- **課題 1**:
下の本文で、筆者が「これは鬱状態なのか?」と問う直前に挙げている自身の体の状態をすべて列挙してください。
- **課題 2**:
下の本文のうち、「先日、2度目の受診をしてきた。」を含む箇所から始め、「結局もう少し検査をしてみてから服薬を検討ということになった。」で終わる部分を、一字一句変えずに出力してください。

+++ 本文抜粋

恥の多い人生の只中 仄暗い道を往く

自分を見つめると死にそうになるが、逸らし続けても死にそうな気配がしたので

困っていること

先日、2度目の受診をしてきた。
私はとりあえず多動がなく不注意が多いタイプらしい。
その傾向が顕著ということで、医師から薬を飲んではどうかと勧められた。

その時思ったのは、薬はいやだ、ということである。また精神系の薬を飲むのかと思ってしまった。露骨に嫌な顔をしたかもしれない。以前精神科の薬を飲んでいた時に副作用がしんどかったり、飲み忘れの離脱症状がエグかったりしたので抵抗があるのだ。しかも正直、薬を飲むほど不注意には困っていない(と思っている)。

結局もう少し検査をしてみてから服薬を検討ということになった。

今困っているのは、就職に関することと家族との関係である。
それに比べたら家事ができないことなど些末なことだ。そうではないのかもしれないが。
就職に関しては、とにかく診断が必要で、たがそれにはどうしても時間がかかる。あと金もかかる。残高的には早く働きたいが働くこと自体に悪いイメージが付きすぎているし何回も失敗しているのでもう楽にしてくれという気持ちもある。積極的に死にたくはないが生きているのが面倒だ。あいかわず腹は下ってるし中途覚醒するし朝早くから目だけは開くが、これは鬱状態なのか?診断が下りる前に医師が薬を、と言ったのはこれのせいか?

でも生きたくてしょうがなくて生きてる人って稀有じゃないの

家族との関係は、主に母親との関係だ。常に正論と常識でぶん殴ってくる過保護で過干渉な母親である。私の自己肯定感がとにかく低い原因の大部分は母親なのではないか。

そもそも家族運みたいなものがないのではと思っている。

母方の祖母は私が生まれる前に亡くなった。母は「うちは癌の家系だから。おばあちゃん(自分の母)もきっと胃がんだった」「もうすぐおばあちゃんが死んだ年になる」と子供の私によく言っていたが、相変わらずピンピンしている。

++++++
+++ 表示情報

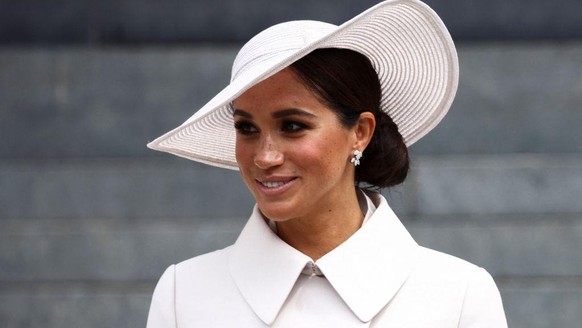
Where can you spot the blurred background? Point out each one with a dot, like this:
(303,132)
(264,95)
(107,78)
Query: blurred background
(90,218)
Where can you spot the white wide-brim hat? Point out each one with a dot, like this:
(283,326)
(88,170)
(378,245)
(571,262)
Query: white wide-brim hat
(406,41)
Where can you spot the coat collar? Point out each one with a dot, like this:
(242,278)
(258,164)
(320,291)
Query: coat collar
(366,270)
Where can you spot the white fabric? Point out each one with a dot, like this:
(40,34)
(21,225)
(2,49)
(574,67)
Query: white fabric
(379,277)
(405,40)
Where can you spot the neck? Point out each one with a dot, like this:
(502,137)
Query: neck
(322,232)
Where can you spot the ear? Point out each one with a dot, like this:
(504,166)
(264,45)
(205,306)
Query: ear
(364,130)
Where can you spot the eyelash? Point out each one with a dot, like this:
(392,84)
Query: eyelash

++++++

- **回答 1**:
・腹は下ってる
・中途覚醒する
・朝早くから目だけは開く

- **回答 2**:
先日、2度目の受診をしてきた。
私はとりあえず多動がなく不注意が多いタイプらしい。
その傾向が顕著ということで、医師から薬を飲んではどうかと勧められた。

その時思ったのは、薬はいやだ、ということである。また精神系の薬を飲むのかと思ってしまった。露骨に嫌な顔をしたかもしれない。以前精神科の薬を飲んでいた時に副作用がしんどかったり、飲み忘れの離脱症状がエグかったりしたので抵抗があるのだ。しかも正直、薬を飲むほど不注意には困っていない(と思っている)。

結局もう少し検査をしてみてから服薬を検討ということになった。